Records pointing to named objects:
---*---
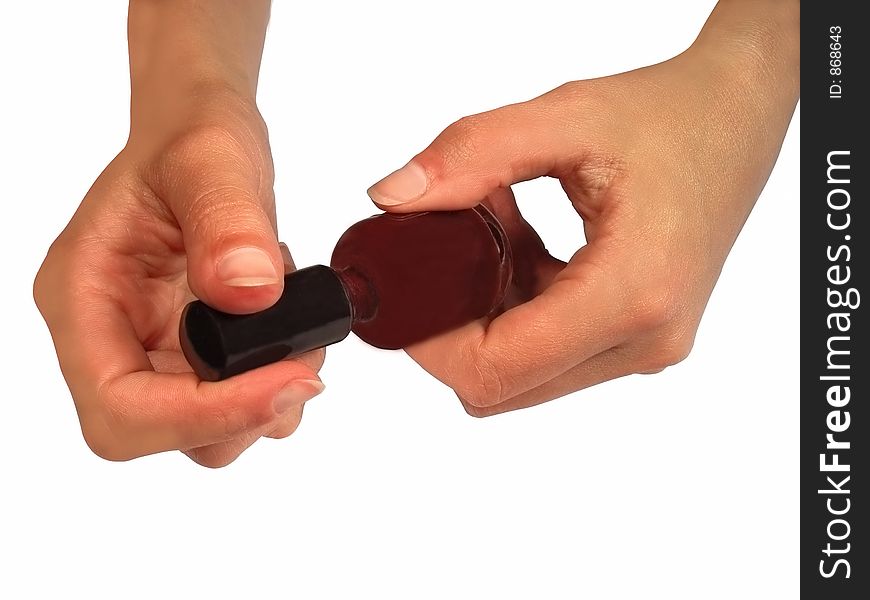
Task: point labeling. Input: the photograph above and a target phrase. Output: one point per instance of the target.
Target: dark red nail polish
(394, 280)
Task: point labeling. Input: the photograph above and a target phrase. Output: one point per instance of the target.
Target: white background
(680, 485)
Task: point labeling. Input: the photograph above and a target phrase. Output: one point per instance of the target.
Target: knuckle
(103, 426)
(464, 139)
(102, 440)
(216, 456)
(671, 352)
(474, 411)
(482, 387)
(658, 307)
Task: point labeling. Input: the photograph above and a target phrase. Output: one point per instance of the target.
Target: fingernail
(297, 392)
(246, 267)
(400, 187)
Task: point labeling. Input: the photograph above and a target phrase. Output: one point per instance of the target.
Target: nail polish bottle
(393, 280)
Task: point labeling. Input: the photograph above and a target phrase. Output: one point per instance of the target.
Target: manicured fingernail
(400, 187)
(297, 392)
(247, 267)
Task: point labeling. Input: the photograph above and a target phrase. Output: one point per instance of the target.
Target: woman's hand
(185, 209)
(663, 166)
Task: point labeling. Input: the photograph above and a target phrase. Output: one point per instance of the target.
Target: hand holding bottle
(186, 208)
(663, 166)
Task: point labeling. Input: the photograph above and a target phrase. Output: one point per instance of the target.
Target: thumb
(475, 156)
(234, 263)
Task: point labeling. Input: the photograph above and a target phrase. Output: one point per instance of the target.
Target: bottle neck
(360, 292)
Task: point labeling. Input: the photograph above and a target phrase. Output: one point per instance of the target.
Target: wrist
(757, 41)
(189, 58)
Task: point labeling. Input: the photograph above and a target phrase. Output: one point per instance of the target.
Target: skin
(662, 165)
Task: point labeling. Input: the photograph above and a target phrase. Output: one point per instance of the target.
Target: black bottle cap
(314, 311)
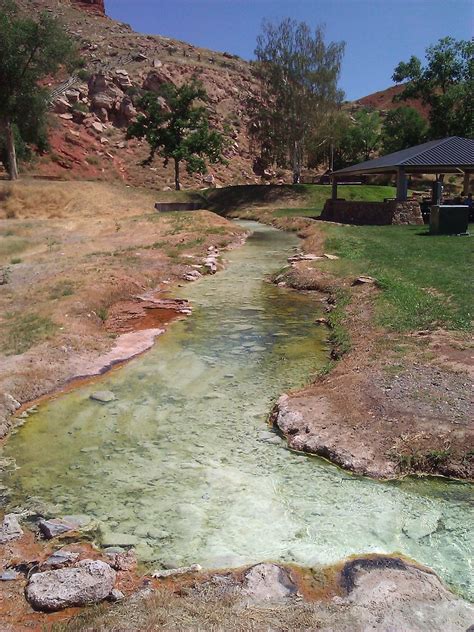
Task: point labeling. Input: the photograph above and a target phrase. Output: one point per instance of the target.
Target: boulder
(10, 529)
(62, 106)
(72, 96)
(9, 576)
(123, 561)
(57, 526)
(59, 559)
(97, 126)
(155, 79)
(127, 109)
(269, 582)
(89, 582)
(103, 396)
(103, 93)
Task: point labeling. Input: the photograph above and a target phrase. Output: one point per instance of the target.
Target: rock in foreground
(10, 529)
(89, 582)
(268, 582)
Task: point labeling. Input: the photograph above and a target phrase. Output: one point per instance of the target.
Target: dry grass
(30, 199)
(205, 611)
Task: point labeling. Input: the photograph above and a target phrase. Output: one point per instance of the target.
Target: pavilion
(447, 155)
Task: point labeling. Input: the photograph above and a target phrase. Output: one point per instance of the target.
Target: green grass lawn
(426, 281)
(315, 195)
(309, 198)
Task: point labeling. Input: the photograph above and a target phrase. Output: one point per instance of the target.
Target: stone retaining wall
(164, 207)
(378, 213)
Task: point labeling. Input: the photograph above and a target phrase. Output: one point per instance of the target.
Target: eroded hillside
(91, 116)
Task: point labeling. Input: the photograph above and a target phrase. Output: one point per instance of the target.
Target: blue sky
(378, 33)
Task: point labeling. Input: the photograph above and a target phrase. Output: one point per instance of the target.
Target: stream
(183, 466)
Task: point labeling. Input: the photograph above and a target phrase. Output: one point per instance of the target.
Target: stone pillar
(334, 188)
(402, 185)
(467, 177)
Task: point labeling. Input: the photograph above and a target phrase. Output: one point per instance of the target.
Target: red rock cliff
(96, 6)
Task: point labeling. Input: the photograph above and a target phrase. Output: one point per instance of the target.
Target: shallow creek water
(182, 463)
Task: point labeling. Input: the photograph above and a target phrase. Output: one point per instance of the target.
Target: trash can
(449, 219)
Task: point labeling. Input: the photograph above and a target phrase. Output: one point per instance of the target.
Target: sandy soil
(85, 268)
(395, 403)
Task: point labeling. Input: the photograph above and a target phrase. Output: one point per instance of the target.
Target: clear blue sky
(378, 33)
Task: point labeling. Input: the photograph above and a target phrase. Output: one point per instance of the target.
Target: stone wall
(165, 207)
(377, 213)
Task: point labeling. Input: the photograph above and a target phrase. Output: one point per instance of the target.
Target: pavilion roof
(448, 155)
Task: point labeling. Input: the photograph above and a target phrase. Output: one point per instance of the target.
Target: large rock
(155, 79)
(95, 6)
(127, 109)
(268, 582)
(103, 396)
(103, 93)
(89, 582)
(385, 593)
(57, 526)
(10, 529)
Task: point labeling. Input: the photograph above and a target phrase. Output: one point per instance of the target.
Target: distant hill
(384, 101)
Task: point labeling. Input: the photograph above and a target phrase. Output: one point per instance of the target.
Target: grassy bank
(290, 200)
(425, 279)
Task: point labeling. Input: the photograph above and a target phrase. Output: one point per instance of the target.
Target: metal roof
(449, 153)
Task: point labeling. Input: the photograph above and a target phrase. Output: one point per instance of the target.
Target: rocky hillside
(92, 112)
(384, 101)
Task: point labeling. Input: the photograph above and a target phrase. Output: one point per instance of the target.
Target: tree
(402, 128)
(444, 84)
(363, 137)
(177, 129)
(298, 75)
(29, 51)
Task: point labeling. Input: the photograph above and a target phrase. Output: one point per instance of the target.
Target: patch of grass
(306, 196)
(424, 278)
(102, 313)
(12, 245)
(23, 331)
(339, 336)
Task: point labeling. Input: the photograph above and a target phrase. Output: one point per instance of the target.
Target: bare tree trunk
(296, 163)
(176, 175)
(11, 152)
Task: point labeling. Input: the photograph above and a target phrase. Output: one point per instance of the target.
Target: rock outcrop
(89, 582)
(95, 6)
(10, 529)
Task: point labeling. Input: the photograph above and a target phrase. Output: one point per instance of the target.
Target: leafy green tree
(30, 50)
(402, 128)
(298, 74)
(445, 84)
(363, 137)
(177, 129)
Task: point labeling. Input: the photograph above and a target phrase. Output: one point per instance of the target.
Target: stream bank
(394, 404)
(180, 466)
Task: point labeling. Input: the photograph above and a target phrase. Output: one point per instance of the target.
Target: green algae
(182, 463)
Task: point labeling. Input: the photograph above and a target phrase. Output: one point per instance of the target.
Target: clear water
(178, 462)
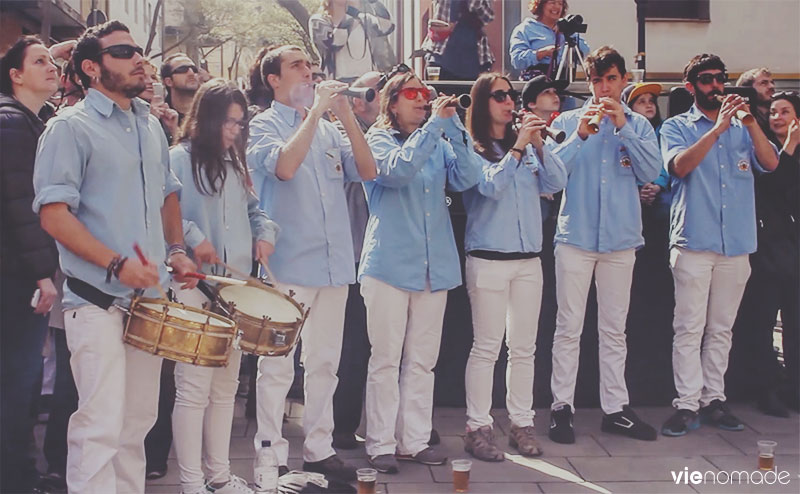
---*---
### WRITTEN REQUEST
List every line of the records above that contains the word "polish", and treat uppercase and lowercase letters as different.

### ANSWER TO THE EXERCISE
Target: dark red nail polish
Target: nail polish bottle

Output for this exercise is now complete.